Brief:
Return the data in full, exactly as it was written.

Data to use:
▬▬▬▬▬▬▬▬▬▬
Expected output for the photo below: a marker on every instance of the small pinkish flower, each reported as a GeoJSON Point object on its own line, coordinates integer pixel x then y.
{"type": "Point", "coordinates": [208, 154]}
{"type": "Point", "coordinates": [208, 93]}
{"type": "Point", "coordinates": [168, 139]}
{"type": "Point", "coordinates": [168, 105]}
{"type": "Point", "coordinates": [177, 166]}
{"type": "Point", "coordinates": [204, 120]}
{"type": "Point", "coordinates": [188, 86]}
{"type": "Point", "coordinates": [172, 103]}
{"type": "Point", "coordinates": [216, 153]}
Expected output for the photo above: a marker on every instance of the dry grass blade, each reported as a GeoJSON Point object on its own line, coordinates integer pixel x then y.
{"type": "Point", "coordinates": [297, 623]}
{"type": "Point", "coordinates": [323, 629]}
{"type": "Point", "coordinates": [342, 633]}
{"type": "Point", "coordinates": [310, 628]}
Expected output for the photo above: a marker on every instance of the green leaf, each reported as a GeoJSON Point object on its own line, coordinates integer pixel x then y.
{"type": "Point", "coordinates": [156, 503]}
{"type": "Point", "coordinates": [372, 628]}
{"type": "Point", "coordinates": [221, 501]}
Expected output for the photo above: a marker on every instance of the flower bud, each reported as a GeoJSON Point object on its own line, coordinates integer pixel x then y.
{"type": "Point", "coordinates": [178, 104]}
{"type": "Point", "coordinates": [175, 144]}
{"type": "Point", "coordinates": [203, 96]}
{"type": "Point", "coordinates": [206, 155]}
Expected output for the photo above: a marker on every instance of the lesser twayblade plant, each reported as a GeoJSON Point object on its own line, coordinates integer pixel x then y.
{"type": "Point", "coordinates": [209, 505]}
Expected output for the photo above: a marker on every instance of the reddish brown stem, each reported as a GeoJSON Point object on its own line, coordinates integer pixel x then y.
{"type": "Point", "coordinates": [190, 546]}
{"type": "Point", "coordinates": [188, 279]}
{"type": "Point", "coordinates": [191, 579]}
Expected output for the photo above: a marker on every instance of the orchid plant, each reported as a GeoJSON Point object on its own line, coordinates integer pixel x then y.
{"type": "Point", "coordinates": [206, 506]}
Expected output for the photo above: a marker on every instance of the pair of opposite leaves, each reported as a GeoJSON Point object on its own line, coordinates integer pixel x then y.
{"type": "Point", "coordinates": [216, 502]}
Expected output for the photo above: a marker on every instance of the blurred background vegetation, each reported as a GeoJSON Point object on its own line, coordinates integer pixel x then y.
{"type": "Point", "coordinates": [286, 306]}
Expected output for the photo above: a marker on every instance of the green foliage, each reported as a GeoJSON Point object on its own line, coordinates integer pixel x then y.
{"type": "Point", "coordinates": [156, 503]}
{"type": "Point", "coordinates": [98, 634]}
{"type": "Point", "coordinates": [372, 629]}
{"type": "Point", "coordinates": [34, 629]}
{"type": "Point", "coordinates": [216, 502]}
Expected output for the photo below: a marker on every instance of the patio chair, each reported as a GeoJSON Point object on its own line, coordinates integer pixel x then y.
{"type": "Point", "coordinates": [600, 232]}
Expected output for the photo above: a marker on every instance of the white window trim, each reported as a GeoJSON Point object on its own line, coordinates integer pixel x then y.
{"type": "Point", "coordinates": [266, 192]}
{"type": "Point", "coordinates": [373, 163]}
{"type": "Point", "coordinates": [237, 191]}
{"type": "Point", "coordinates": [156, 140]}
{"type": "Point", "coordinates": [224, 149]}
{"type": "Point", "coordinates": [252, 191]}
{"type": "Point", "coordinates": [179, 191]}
▬▬▬▬▬▬▬▬▬▬
Task output:
Expected output for the photo below: a marker on every instance of the small pinkish flower, each reported as a GeoJSON Point object on its own line, coordinates integer pixel x then y.
{"type": "Point", "coordinates": [208, 154]}
{"type": "Point", "coordinates": [208, 93]}
{"type": "Point", "coordinates": [168, 139]}
{"type": "Point", "coordinates": [168, 105]}
{"type": "Point", "coordinates": [177, 166]}
{"type": "Point", "coordinates": [204, 120]}
{"type": "Point", "coordinates": [188, 86]}
{"type": "Point", "coordinates": [172, 103]}
{"type": "Point", "coordinates": [216, 153]}
Expected output for the photo above: a marker on every instance of the dry grass blade, each reported as a GeoJSON Point object on its own line, coordinates integer pixel x then y.
{"type": "Point", "coordinates": [297, 623]}
{"type": "Point", "coordinates": [323, 629]}
{"type": "Point", "coordinates": [342, 633]}
{"type": "Point", "coordinates": [310, 628]}
Expected output for the photo above: a marker on every instance of the green leaf, each reported as a GeoJSON Point object on its own line, coordinates integer pixel x then y.
{"type": "Point", "coordinates": [156, 503]}
{"type": "Point", "coordinates": [372, 628]}
{"type": "Point", "coordinates": [221, 501]}
Expected output for the photo above: a marker on every instance of the flower bud, each reported as a GeoJSON Point object on its own line, coordinates integer pixel x then y.
{"type": "Point", "coordinates": [178, 104]}
{"type": "Point", "coordinates": [175, 144]}
{"type": "Point", "coordinates": [203, 96]}
{"type": "Point", "coordinates": [206, 155]}
Expected output for the photo above: a marker on every instance of the lesser twayblade plant, each reported as a GeoJSON Point object on its own line, coordinates integer pixel x then y.
{"type": "Point", "coordinates": [209, 505]}
Expected output for the photo above: a marker on every instance of the reddish brown stem, each reported as a GeoJSON Point object on its own line, coordinates integer pixel x then y.
{"type": "Point", "coordinates": [190, 546]}
{"type": "Point", "coordinates": [188, 279]}
{"type": "Point", "coordinates": [191, 579]}
Expected output for the photo above: a marker on every instance of the orchid plant, each reported as a GeoJSON Point object on its own line, coordinates integer pixel x then y.
{"type": "Point", "coordinates": [206, 506]}
Expected output for the photo above: a marker on every instance of the pair of opposite leaves, each reported as a GeoJSON Point object on its own line, coordinates integer pixel x then y.
{"type": "Point", "coordinates": [216, 502]}
Expected output for the photo above: a marker on every instance of the blurred background vegetation, each reported as a GeoJSON Point object on its own line, coordinates integer pixel x then y.
{"type": "Point", "coordinates": [286, 306]}
Expected output for the photo above: a marker on every instance of the green foliage, each reported as a GeoJSON Point object on its own line, coordinates integer pixel x then y.
{"type": "Point", "coordinates": [156, 503]}
{"type": "Point", "coordinates": [98, 634]}
{"type": "Point", "coordinates": [372, 629]}
{"type": "Point", "coordinates": [34, 629]}
{"type": "Point", "coordinates": [216, 502]}
Expected output for the photo below: a marker on every instance of the patio chair, each reported as a GeoJSON Point object on its own line, coordinates integer pixel x then y.
{"type": "Point", "coordinates": [600, 232]}
Expected output for the photo above: a marker on every instance of the white window trim, each reported as a GeoJSON Point object on its own line, coordinates integer pixel x then y.
{"type": "Point", "coordinates": [266, 192]}
{"type": "Point", "coordinates": [373, 163]}
{"type": "Point", "coordinates": [237, 191]}
{"type": "Point", "coordinates": [156, 140]}
{"type": "Point", "coordinates": [224, 149]}
{"type": "Point", "coordinates": [252, 191]}
{"type": "Point", "coordinates": [179, 191]}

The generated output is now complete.